* WORK TO BE COMPLETED: Exact copies of the lines below are the goal; any images in them are dropped.

>>>>>

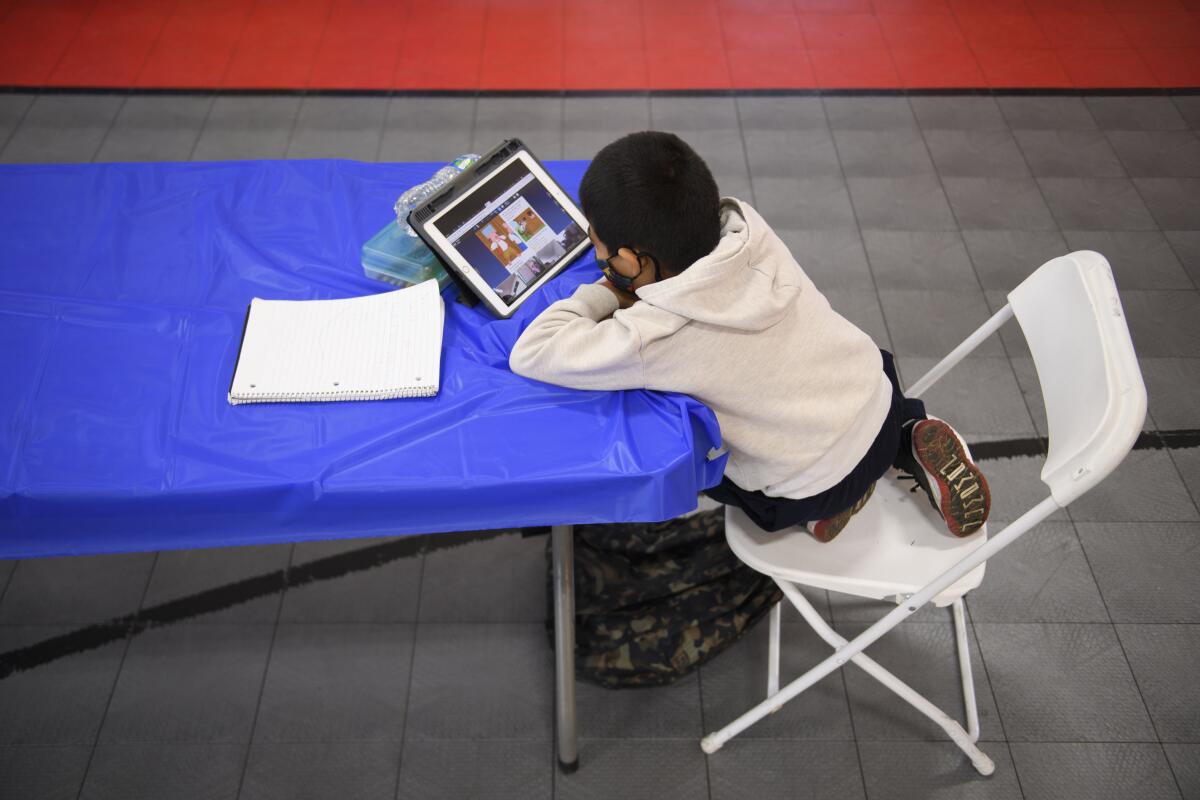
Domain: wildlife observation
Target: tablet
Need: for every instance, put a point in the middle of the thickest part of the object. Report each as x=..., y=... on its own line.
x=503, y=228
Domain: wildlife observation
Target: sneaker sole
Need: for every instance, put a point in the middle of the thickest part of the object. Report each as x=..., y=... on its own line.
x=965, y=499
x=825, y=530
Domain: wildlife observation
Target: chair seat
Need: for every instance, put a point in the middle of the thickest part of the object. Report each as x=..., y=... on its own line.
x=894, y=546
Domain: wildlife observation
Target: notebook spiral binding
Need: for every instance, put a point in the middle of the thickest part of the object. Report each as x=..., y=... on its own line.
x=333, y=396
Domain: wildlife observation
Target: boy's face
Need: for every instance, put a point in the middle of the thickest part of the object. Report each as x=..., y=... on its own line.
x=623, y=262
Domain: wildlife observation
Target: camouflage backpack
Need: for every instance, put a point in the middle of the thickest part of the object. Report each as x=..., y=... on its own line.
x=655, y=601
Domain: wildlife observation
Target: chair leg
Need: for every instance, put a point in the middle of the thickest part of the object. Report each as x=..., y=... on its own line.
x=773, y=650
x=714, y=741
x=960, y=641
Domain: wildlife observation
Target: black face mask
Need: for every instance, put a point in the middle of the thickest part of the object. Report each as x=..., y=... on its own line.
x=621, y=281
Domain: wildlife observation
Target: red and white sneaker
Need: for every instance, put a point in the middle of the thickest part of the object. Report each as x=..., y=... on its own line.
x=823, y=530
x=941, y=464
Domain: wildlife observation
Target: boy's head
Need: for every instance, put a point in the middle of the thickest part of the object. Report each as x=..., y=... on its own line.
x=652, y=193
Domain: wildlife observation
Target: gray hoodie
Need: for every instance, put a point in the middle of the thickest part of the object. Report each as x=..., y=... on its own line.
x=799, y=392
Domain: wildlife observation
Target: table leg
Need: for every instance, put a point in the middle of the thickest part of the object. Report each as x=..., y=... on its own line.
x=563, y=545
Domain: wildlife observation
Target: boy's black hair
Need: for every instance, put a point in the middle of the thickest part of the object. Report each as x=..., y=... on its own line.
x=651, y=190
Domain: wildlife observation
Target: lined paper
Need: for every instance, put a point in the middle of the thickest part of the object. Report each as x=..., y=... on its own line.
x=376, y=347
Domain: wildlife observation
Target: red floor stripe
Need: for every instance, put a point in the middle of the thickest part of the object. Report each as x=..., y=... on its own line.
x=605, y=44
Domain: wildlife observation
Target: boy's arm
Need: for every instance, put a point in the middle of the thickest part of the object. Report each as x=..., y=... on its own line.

<<<<<

* SOLVED EXERCISE:
Domain: wildlife observation
Target: tablet
Need: for every instance, put a point in the middle of the thickest part of the object. Report each as x=..., y=... on its own line.
x=503, y=228
Domain: wildlife observation
Target: sneaker sole
Need: for every instance, put a point in the middle of the thickest part of the object. Report each as x=..., y=... on its own line.
x=965, y=499
x=825, y=530
Domain: wildlife observation
Target: chair seat
Need: for every instance, put a point in the middle of the thickest part of the object. Report each as x=..., y=... on its own line.
x=894, y=546
Domain: wildlife observation
Target: notebook spiral binding
Need: for every instance, put a point in the middle of the thickest part of the object. Report each as x=..., y=... on its own line.
x=333, y=396
Domain: wildlife observation
Target: boy's face
Need: for every instance, put a point in the middle of the thickest part of the object. Report each as x=..., y=... on its own line.
x=623, y=262
Domain: wildlife observation
Target: camouflage backpack
Need: for every instance, put a point in the middle of the thickest part of the object. Report each as x=..., y=... on its own line.
x=655, y=601
Domain: wildlife observation
Target: chair leg
Need: for every instance, put a point in the middle of the thickest part of the object. Report each as x=..., y=... on its own line.
x=773, y=650
x=714, y=741
x=960, y=641
Domain: wildlife observation
Target: black face mask
Need: for every instance, put a point in the middle of the thickest part of the object. Report each as x=..., y=... on its own line.
x=621, y=281
Domain: wildlife observation
Target: red and white sneaker
Need: for every instance, put a point in the middle of the thickest part of the object. Report each as x=..., y=... on its own line.
x=823, y=530
x=941, y=464
Domain: wildlife observation
Target: boy's head
Need: for every instance, put a point in the middle of the thickest part of the object. Report each as x=..., y=... on its own line.
x=652, y=193
Domain: wildlife observation
Target: gray hoodie
Need: for every instance, put a point in the middle of the thickest part of the object. Report each as x=..., y=... on its own line.
x=799, y=392
Domain: wildlife observation
Target: table leg
Need: for every instance, put a point in the middle of the thickest part of the object. Report each as x=..., y=... on its own line.
x=563, y=545
Domain: wildlife observation
Target: boy's black hair
Need: for every instance, put a point in the middle of the thickest part of the object. Report each as x=..., y=... on its own line.
x=651, y=190
Domain: wildlife observation
Target: lined paper
Need: for every instance, put a point in the middle of the thickest part of the object. Report each as x=..., y=... on its own line.
x=376, y=347
Domain: wildlife observation
Target: red floor stripe
Need: for every instance, put a point in the middle of the thickest part of the object. Report each as x=..., y=... on its own line.
x=605, y=44
Domain: wildlife observation
Target: boy's arm
Need: for every instance, put a point in the middle of the thickest part of the object. Report each as x=..., y=... on its own line.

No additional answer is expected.